►
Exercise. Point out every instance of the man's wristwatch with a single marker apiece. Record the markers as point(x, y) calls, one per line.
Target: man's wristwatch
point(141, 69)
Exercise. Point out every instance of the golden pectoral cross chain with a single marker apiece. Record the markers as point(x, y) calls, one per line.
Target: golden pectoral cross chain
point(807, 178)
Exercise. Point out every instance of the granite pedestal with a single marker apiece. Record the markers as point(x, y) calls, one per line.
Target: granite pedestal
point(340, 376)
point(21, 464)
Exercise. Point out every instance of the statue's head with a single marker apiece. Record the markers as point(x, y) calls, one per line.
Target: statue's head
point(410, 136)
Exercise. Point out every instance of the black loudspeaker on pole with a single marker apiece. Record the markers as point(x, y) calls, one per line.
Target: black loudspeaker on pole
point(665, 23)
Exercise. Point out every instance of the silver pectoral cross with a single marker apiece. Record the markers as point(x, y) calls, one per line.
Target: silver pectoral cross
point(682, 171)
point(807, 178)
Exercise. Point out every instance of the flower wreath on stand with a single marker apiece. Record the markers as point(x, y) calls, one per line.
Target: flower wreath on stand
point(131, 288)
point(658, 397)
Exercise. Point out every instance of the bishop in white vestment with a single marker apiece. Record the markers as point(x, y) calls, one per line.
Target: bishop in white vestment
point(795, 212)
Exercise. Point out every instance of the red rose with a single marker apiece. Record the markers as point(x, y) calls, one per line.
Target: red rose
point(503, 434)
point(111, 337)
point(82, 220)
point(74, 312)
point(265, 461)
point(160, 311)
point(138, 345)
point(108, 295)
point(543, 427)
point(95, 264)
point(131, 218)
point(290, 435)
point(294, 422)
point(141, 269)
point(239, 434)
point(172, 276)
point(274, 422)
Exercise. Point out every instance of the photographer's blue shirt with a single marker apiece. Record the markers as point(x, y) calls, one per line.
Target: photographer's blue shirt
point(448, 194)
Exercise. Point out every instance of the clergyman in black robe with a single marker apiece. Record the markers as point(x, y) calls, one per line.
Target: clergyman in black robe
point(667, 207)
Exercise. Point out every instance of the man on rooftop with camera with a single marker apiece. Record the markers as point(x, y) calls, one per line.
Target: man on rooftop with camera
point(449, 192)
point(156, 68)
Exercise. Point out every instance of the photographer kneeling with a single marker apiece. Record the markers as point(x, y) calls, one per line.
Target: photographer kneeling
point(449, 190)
◄
> _WRITTEN REQUEST_:
Print all of the data above again, line for line, with no changes.

> _RESPONSE TO THIS TASK_:
Exercise. Point out every instance of the man's wristwatch with a single marker apiece. Record the markers as point(x, y) calls, one per line.
Target: man's wristwatch
point(141, 69)
Exercise. Point out every instance of the golden pectoral cross chain with a single marker apiece. Record the markers as point(x, y) calls, one per line.
Target: golden pectoral cross chain
point(807, 178)
Exercise. Point out every instance of the granite pedestal with a single marker apiece. Record the markers as point(x, y) calls, one per line.
Target: granite pedestal
point(340, 376)
point(21, 464)
Exercise. Point out every instance of the statue's head with a single marker apiece. Record the markers as point(x, y) calls, one per line.
Target: statue's head
point(410, 136)
Exercise. Point out every instance of the black loudspeaker on pole with a single marker apiece. Record the markers as point(x, y) calls, one per line.
Target: black loudspeaker on pole
point(665, 23)
Exercise. Point out every instance of the silver pectoral cross with a single marker apiece. Record the markers as point(x, y) calls, one per line.
Target: silver pectoral cross
point(682, 171)
point(807, 178)
Exercise. Point out every instance of the flower wreath on stand with a single marker apiece. Record the markers as point(x, y) calls, one per line.
Target: flower wreath on stand
point(131, 288)
point(658, 397)
Exercise. Point out every instance of the bishop in white vestment with a single marker apiece. Record the markers as point(x, y) calls, one per line.
Target: bishop in white vestment
point(795, 212)
Exercise. Point out every instance of the red rose with a single marker apiece. Record the markers as point(x, y) calls, one per line.
Target: red rose
point(503, 434)
point(111, 337)
point(82, 220)
point(74, 312)
point(265, 461)
point(160, 311)
point(138, 345)
point(108, 295)
point(543, 427)
point(95, 264)
point(131, 218)
point(290, 435)
point(294, 422)
point(141, 269)
point(239, 434)
point(172, 276)
point(274, 422)
Exercise. Point out every instance of the photographer's blue shirt with a single marker apiece. Record the markers as point(x, y) calls, one per line.
Target: photographer's blue shirt
point(448, 194)
Exercise. Point out every instance of the clergyman in black robe with a single marker apiece. Record the markers as point(x, y) calls, one per line.
Target: clergyman in black robe
point(667, 207)
Exercise. Point out every instance of the man on rooftop with camera with a single marker apiece. Record the markers as point(x, y) calls, one per line.
Target: man on rooftop with camera
point(449, 192)
point(156, 68)
Exercise. Point out every instance of the photographer kneeling with a single marker apiece. Record the markers as point(x, y) calls, one per line.
Target: photographer kneeling
point(449, 190)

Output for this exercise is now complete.